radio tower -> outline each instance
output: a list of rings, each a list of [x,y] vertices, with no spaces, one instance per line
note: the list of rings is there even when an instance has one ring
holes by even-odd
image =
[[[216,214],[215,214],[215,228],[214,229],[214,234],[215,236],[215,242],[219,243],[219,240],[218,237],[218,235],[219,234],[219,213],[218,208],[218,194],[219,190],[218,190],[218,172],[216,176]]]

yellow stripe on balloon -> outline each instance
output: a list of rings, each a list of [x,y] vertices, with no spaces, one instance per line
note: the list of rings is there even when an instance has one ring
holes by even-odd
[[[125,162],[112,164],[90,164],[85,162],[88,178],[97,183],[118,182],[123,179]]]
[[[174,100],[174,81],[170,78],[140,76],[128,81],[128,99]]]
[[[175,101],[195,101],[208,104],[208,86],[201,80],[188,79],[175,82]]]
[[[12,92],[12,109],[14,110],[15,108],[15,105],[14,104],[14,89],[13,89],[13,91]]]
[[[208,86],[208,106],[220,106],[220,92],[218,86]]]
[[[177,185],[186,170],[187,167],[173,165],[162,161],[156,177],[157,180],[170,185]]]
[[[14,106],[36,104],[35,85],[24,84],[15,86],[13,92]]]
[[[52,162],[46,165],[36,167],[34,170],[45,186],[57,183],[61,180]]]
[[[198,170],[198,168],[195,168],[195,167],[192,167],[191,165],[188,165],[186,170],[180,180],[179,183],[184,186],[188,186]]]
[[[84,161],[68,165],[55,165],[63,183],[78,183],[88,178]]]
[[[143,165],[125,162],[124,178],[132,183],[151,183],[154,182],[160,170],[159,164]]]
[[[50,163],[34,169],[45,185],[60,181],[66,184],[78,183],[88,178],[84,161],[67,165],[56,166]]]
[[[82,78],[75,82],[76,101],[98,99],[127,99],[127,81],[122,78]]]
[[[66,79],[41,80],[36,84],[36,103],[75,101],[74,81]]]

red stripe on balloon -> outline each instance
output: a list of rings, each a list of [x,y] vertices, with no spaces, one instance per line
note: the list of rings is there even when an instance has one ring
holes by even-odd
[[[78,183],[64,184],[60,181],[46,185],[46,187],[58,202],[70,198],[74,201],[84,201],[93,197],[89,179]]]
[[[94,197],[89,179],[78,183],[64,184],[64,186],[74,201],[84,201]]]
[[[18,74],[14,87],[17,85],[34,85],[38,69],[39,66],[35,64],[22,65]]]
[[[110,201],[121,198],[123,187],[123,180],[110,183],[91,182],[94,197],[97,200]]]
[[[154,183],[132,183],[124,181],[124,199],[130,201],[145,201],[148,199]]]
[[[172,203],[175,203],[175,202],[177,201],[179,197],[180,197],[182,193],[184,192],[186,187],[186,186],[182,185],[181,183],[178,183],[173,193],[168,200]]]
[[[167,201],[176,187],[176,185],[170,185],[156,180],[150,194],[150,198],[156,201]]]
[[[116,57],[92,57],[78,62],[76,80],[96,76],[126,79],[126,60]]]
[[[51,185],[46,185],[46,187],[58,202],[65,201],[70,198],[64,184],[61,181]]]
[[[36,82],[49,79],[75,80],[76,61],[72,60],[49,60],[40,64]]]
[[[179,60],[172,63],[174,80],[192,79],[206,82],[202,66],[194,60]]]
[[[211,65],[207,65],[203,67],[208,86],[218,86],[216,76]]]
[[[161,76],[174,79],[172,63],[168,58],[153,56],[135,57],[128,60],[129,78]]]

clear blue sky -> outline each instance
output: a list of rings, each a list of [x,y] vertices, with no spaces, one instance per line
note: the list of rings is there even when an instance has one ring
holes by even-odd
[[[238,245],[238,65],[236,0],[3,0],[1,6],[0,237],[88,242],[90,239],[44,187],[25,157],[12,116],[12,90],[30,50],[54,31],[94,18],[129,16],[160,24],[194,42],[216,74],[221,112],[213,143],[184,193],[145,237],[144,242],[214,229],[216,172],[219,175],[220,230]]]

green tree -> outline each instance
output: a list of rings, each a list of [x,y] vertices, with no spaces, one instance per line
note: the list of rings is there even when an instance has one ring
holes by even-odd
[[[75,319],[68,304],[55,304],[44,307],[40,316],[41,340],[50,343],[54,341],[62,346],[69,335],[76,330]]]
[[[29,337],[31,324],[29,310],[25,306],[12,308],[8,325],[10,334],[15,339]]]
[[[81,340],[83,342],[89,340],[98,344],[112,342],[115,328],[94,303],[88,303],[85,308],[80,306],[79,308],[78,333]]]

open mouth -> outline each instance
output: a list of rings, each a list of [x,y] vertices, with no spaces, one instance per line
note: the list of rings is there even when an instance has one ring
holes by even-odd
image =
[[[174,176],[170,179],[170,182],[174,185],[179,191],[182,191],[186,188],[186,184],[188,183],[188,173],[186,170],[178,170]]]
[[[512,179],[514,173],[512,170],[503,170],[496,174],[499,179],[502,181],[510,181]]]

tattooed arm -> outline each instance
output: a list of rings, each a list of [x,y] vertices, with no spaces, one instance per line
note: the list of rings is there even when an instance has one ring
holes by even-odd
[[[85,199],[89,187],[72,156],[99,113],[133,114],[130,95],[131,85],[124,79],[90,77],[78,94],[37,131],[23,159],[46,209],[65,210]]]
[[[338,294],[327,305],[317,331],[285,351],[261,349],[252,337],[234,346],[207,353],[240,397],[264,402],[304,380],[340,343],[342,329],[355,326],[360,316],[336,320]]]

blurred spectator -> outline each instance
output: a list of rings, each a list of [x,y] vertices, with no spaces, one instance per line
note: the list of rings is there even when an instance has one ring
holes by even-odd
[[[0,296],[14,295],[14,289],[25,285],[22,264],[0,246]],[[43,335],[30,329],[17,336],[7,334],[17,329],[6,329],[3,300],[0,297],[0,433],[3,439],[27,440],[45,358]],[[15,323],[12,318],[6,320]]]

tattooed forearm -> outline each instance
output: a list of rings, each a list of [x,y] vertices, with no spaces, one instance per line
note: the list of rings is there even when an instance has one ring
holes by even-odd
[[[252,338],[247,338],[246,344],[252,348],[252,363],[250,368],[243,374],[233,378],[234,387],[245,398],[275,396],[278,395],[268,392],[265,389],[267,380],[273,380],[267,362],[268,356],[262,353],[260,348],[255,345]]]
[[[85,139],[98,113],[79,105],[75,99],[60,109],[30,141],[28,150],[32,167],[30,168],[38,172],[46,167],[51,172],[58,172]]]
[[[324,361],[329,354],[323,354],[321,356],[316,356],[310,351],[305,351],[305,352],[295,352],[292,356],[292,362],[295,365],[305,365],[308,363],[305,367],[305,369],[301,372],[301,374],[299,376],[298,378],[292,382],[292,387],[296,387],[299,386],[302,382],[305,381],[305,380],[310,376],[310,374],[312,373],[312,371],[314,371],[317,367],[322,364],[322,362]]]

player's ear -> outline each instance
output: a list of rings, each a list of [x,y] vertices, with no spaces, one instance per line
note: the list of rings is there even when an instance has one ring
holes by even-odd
= = = =
What to produce: Tally the lines of the records above that contain the string "stripe", and give only that number.

Task response: 2